- **ABOUT THIS EXERCISE**
Each record has to be returned exactly as it appears.

- **DATA RECORDS**
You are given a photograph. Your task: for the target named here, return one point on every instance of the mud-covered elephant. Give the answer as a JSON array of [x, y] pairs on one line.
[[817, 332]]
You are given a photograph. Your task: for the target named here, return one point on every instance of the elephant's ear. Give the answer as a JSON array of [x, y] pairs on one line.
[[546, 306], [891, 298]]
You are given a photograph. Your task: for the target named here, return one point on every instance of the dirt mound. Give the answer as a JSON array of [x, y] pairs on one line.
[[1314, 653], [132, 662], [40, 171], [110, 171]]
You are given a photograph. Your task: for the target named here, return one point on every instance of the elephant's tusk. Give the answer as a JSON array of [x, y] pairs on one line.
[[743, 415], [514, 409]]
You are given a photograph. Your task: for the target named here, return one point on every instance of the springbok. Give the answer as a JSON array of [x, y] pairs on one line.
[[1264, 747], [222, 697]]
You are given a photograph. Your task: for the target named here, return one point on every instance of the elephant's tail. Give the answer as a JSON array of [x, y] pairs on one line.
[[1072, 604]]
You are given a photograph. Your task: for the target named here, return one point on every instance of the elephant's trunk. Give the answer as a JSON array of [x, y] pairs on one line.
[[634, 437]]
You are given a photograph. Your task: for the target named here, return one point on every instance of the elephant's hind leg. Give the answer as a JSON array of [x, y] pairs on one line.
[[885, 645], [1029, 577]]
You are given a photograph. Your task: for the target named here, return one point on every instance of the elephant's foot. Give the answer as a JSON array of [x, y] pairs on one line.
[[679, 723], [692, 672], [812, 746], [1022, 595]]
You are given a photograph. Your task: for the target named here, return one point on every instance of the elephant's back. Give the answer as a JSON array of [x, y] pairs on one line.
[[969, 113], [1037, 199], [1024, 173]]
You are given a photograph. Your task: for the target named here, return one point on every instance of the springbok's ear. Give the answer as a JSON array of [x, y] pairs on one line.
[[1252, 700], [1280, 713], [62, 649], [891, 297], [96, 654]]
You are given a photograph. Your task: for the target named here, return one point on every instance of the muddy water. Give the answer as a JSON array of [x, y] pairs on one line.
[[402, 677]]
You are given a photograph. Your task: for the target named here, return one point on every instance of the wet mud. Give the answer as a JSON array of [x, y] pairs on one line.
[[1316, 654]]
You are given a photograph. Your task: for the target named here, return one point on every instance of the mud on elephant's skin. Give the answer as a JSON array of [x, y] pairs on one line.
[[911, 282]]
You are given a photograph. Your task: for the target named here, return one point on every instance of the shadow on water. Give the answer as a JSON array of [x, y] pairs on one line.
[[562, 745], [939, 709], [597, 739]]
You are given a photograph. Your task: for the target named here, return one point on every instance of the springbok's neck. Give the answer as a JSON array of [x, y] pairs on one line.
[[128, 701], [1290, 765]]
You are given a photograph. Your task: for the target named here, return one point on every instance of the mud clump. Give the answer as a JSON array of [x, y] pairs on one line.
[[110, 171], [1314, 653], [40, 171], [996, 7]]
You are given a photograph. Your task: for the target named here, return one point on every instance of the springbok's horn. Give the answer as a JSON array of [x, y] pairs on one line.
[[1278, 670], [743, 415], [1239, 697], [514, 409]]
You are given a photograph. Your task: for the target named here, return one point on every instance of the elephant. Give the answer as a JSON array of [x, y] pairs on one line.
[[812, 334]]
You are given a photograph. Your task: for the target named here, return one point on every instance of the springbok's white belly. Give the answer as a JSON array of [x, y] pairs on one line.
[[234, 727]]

- **RESPONSE TO THIS EXERCISE**
You are given a photograph. Your task: for the target named here, return one point on every instance of the mud-covered elephant. Give the answer as a JSON array of [x, y] pairs on one line.
[[817, 332]]
You are given a photograph. Your task: for the target named here, return one point on every instance of the elephant's ear. Give the answer as a JSON array of [x, y] pairs on one line.
[[546, 306], [891, 298]]
You are given a photograph. Your task: for the target named here, return one point on every instance of the dirt mound. Give the answer as a JSON array of [x, y] pairs on one line.
[[1314, 653], [132, 662], [40, 171], [110, 171]]
You are given a photograph. Your task: for the target named here, return one point on every instance of the elephant's tusk. Give the answer as a JSON array of [x, y] pairs on one line.
[[743, 415], [514, 409]]
You are given a photograph. Your task: for the target named here, return one point on every instance of the springbok. Give the answer as a JSON array of [x, y] pairs on one line.
[[1264, 747], [222, 697]]
You are given a photograph. Your task: for the target named here, return one point on every instance of the elephant's tail. Give the answer as a JSON array of [x, y] pairs on one line.
[[1072, 604]]
You are given a photograph. Your task: for the target named here, return one point on every instance of the elephant's trunk. Give the answer as a JSON array of [x, y] pairs on one line.
[[634, 437]]
You are given a photograph. Your task: for the target named here, return one point on every instance of the elephant's hind leg. Give the answer as a JSON array of [x, y] pairs on one line.
[[885, 645], [1029, 577]]
You are given a photograph. Your task: for the target named here, return one point on every instance of the elephant's foot. Give the answer as a JSON array of [x, y] pairs on one line.
[[679, 723], [692, 672], [812, 746], [1022, 595]]
You are given a photograph. Your task: for the target named here, return one point on every instance of the elephant's back. Give the answer as a JSON array of [x, y] pairs on one line.
[[969, 113], [1037, 199], [1024, 173]]
You are given a photograph. Your task: for the target named here, return one point on every instance of the springbok's ear. Give the answer as a JSON array of [x, y] pairs on one line.
[[1252, 700], [1280, 713], [62, 649], [891, 297], [96, 654]]
You are given a photograph. Your task: for the target named here, return one point on every instance of the muddy water. Give the answer as a JSON array of [x, y] pairs on one line.
[[402, 677]]
You are given a photograph. Your task: for the target named here, return one point on every instance of the wet mud. Give the answer as a JSON array of [x, y] pairs on one line.
[[1316, 654]]
You are given a photograph. Your task: for the target named here, return one point on every instance of the mud on elephant's skin. Give the answer as a JSON array of [x, y] pairs on one line.
[[911, 282]]
You are given a photograph. Your task: for the target named here, return one point on every instance of the shadow on water. Give the answer as a JSON array of [x, y] pairs on one line.
[[562, 745], [939, 709], [597, 739]]
You are given a photograph. Your task: for the target named here, return one point on every instance of the springbok's neck. Give the answer as a JSON array of [x, y] pairs on one line.
[[128, 701], [1290, 765]]
You are given a photograph. Your task: for the target named here, return one point on every instance of the mud clump. Give the answer as a JSON array of [x, y] pairs on one line.
[[110, 171], [1314, 653], [40, 171], [996, 7]]
You are given a photograph. Your task: for the target named here, return one point on every instance of the springbok's horn. Give the answer as a JSON array of [x, y] pairs on one line.
[[1278, 670], [743, 415], [1239, 697], [514, 409]]
You are given a photograph. Your task: for the target named here, return one point on every instance of the elephant. Give the answer as a JSON array of [x, y] pairs on one line.
[[812, 334]]
You are given a photograph. Your task: for the target named here, return one point on every instance of the springbok's white belly. Give the answer as a JSON array of [x, y] pairs on one line.
[[234, 727]]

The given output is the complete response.